* _依頼事項_:
- 1) 本文のうち、「http://d.hatena.ne.jp/noharra/20050724」から「利な立場に立つことができる。」までの間を、両端を含めて一字一句そのまま繰り返してください。
- 2) 一覧のうち、「Return the polygon of every instance of the green」を含む行と「100 336 L 102」を含む行の間を、両端の行も含めて、寸分違わず複製してください。

* _本文_:

______

松下昇への接近

 旧 湾曲していく日常

南京中虐殺説?

9/18 にrajimania氏からコメントをいただいたのに、応答できないでいた。
http://d.hatena.ne.jp/noharra/20050724

rajimania
『 「日本語の用法についての議論は何の意味もない』というのは誤りだ。「日本語の用法についての議論は何の意味もない」のであれば、南京学会の人が過去何十年も意味もない議論をしてきたことになる。野原さんは、南京事件における虐殺数が一万人でも、20万人でも大したことではないと考えているようだが、それは違う。大したことではないなら、中国が年々虐殺数を増やし、南京大虐殺記念館まで建てるわけがない。

 中国は1980年代には南京事件における虐殺数は5万人程度としていたが、90年代には19万人程度と訂正。その後21世紀になって、30万人に訂正。多くの外国の支持を得て、大虐殺記念館が建った。そして中国は、南京事件や、靖国問題外交カードとして使い、日本が中国に対するODAを中止できにくくしている。

 つまり私が言いたいのは、日本の国益の点だ。例えば「南京事件における虐殺数は二万人に過ぎない」と中国に認めさせることができたなら、大虐殺記念館を閉鎖に追い込むことができ、日本が外交上有利な立場に立つことができる。

______

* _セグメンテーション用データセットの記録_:
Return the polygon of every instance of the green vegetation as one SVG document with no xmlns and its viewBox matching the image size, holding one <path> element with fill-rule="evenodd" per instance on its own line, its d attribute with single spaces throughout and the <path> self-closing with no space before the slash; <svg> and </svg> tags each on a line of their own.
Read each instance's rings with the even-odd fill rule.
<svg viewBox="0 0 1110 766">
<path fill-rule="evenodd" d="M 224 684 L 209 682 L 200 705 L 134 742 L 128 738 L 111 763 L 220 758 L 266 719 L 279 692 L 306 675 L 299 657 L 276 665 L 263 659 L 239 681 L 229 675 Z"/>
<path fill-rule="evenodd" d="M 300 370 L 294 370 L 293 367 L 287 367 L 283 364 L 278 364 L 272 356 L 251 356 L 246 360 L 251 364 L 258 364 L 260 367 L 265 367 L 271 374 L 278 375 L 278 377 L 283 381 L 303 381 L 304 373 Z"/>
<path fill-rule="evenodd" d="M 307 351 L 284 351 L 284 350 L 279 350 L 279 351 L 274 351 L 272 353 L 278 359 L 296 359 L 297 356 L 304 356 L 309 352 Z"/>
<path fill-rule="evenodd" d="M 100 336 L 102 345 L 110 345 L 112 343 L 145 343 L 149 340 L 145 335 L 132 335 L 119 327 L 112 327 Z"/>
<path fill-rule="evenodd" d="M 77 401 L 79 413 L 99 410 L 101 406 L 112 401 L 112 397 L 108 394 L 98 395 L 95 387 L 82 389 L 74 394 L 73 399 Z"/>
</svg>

______

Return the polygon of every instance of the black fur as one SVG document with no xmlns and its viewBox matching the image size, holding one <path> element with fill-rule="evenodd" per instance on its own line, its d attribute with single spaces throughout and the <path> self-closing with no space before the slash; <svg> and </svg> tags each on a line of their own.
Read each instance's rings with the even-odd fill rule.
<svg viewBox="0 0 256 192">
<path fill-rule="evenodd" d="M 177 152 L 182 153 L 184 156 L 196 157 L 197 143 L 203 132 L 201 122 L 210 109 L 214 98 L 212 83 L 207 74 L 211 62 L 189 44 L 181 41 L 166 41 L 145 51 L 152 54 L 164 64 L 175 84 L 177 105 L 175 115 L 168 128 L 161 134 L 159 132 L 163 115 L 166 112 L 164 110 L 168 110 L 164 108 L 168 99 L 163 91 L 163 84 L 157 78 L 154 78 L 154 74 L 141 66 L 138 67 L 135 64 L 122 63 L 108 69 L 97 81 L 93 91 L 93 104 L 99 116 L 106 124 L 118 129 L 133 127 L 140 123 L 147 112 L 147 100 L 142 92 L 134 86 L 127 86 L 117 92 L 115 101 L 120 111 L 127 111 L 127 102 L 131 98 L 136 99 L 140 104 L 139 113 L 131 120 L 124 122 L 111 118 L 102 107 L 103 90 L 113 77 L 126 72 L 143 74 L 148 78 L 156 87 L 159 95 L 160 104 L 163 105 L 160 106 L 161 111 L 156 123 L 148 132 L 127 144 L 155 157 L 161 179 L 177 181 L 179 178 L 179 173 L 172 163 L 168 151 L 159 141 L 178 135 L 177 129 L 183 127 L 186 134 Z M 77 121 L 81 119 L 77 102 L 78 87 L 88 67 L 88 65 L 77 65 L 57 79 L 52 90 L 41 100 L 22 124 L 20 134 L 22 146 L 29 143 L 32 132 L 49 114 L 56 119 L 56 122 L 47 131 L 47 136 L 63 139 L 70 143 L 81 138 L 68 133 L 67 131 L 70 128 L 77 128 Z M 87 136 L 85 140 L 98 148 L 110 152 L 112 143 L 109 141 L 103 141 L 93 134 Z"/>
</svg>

______

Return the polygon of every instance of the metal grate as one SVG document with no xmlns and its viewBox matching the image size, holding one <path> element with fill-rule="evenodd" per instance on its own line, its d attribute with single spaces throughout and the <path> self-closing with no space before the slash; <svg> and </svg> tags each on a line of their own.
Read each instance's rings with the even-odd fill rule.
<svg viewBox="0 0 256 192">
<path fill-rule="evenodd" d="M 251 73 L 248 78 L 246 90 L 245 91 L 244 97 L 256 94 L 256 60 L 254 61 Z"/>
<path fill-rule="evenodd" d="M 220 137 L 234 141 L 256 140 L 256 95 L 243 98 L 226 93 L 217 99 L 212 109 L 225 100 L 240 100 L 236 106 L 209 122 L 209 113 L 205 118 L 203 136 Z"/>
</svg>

______

* _解答一覧_:
- 1)
http://d.hatena.ne.jp/noharra/20050724

rajimania
『 「日本語の用法についての議論は何の意味もない』というのは誤りだ。「日本語の用法についての議論は何の意味もない」のであれば、南京学会の人が過去何十年も意味もない議論をしてきたことになる。野原さんは、南京事件における虐殺数が一万人でも、20万人でも大したことではないと考えているようだが、それは違う。大したことではないなら、中国が年々虐殺数を増やし、南京大虐殺記念館まで建てるわけがない。

 中国は1980年代には南京事件における虐殺数は5万人程度としていたが、90年代には19万人程度と訂正。その後21世紀になって、30万人に訂正。多くの外国の支持を得て、大虐殺記念館が建った。そして中国は、南京事件や、靖国問題外交カードとして使い、日本が中国に対するODAを中止できにくくしている。

 つまり私が言いたいのは、日本の国益の点だ。例えば「南京事件における虐殺数は二万人に過ぎない」と中国に認めさせることができたなら、大虐殺記念館を閉鎖に追い込むことができ、日本が外交上有利な立場に立つことができる。

- 2)
Return the polygon of every instance of the green vegetation as one SVG document with no xmlns and its viewBox matching the image size, holding one <path> element with fill-rule="evenodd" per instance on its own line, its d attribute with single spaces throughout and the <path> self-closing with no space before the slash; <svg> and </svg> tags each on a line of their own.
Read each instance's rings with the even-odd fill rule.
<svg viewBox="0 0 1110 766">
<path fill-rule="evenodd" d="M 224 684 L 209 682 L 200 705 L 134 742 L 128 738 L 111 763 L 220 758 L 266 719 L 279 692 L 306 675 L 299 657 L 276 665 L 263 659 L 239 681 L 229 675 Z"/>
<path fill-rule="evenodd" d="M 300 370 L 294 370 L 293 367 L 287 367 L 283 364 L 278 364 L 272 356 L 251 356 L 246 360 L 251 364 L 258 364 L 260 367 L 265 367 L 271 374 L 278 375 L 278 377 L 283 381 L 303 381 L 304 373 Z"/>
<path fill-rule="evenodd" d="M 307 351 L 284 351 L 284 350 L 279 350 L 279 351 L 274 351 L 272 353 L 278 359 L 296 359 L 297 356 L 304 356 L 309 352 Z"/>
<path fill-rule="evenodd" d="M 100 336 L 102 345 L 110 345 L 112 343 L 145 343 L 149 340 L 145 335 L 132 335 L 119 327 L 112 327 Z"/>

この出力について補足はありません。